Tant’è che qualche ripensamento c’è stato anche in chi vedeva il Ceta come il fumo negli occhi. «Il Ceta è una porcata contro i bisogni dei popoli. FdI si batterà in Italia contro la ratifica» aveva detto, nel febbraio 2017, una Giorgia Meloni allora all’opposizione. «La nostra posizione è chiara: per Fratelli d’Italia chi voterà in Parlamento la ratifica del Ceta è un traditore dell’Italia e del Mezzogiorno e non potrà mai essere nostro alleato» e «Chi vota il Ceta fa un favore alle grandi produzioni e sputa in faccia agli italiani che si sono rifiutati di mettere schifezze nei loro prodotti», aveva ribadito in altre dichiarazioni dello stesso anno. A ricordarle era stato il Fatto Quotidiano, a marzo 2023, quando era arrivato l’annuncio dell’inversione di rotta, da parte del ministro dell’Agricoltura, e cognato della premier, Francesco Lollobrigida: «Ci sono alcuni accordi che sono avviati, che hanno sviluppato alcuni dati, che pragmaticamente sono a vantaggio delle nostre produzioni o mettono noi in condizione di competere con produttori di altri continenti. E questi accordi io penso che possano vedere una discussione in Parlamento che possa metterci nella condizione di arrivare alla sottoscrizione» (che dovrebbe essere imminente in Parlamento e comunque non decisiva per l’operatività, già in essere, di gran parte dell’accordo).

**Dati in ingresso**.
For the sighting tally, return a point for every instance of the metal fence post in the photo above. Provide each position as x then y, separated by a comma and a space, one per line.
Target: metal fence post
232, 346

**Istruzioni**.
a - Nell'estratto, per quale motivo Francesco Lollobrigida ritiene che alcuni accordi possano essere discussi in Parlamento fino alla sottoscrizione? Rispondi in una-tre frasi.
b - Chi, nel marzo 2023, aveva ricordato le dichiarazioni di Giorgia Meloni contro il Ceta, secondo l'estratto?
c - Le seguenti affermazioni concordano con l'estratto? Rispondi sì o no per ciascuna, citando le parole decisive del testo. (i) Giorgia Meloni criticò il Ceta nel febbraio 2017, quando era all'opposizione. (ii) Francesco Lollobrigida è ministro dell'Economia. (iii) La sottoscrizione in Parlamento è decisiva perché la maggior parte dell'accordo diventi operativa.

**Soluzioni**.
a - Secondo Lollobrigida, alcuni accordi già avviati hanno sviluppato dati che, pragmaticamente, sono a vantaggio delle produzioni italiane. In alternativa mettono l'Italia in condizione di competere con produttori di altri continenti. Per questo pensa che possano essere discussi in Parlamento fino ad arrivare alla sottoscrizione.

b - Il Fatto Quotidiano.

c -
(i) Sì: «nel febbraio 2017, una Giorgia Meloni allora all’opposizione».
(ii) No: «ministro dell’Agricoltura».
(iii) No: «non decisiva per l’operatività, già in essere, di gran parte dell’accordo».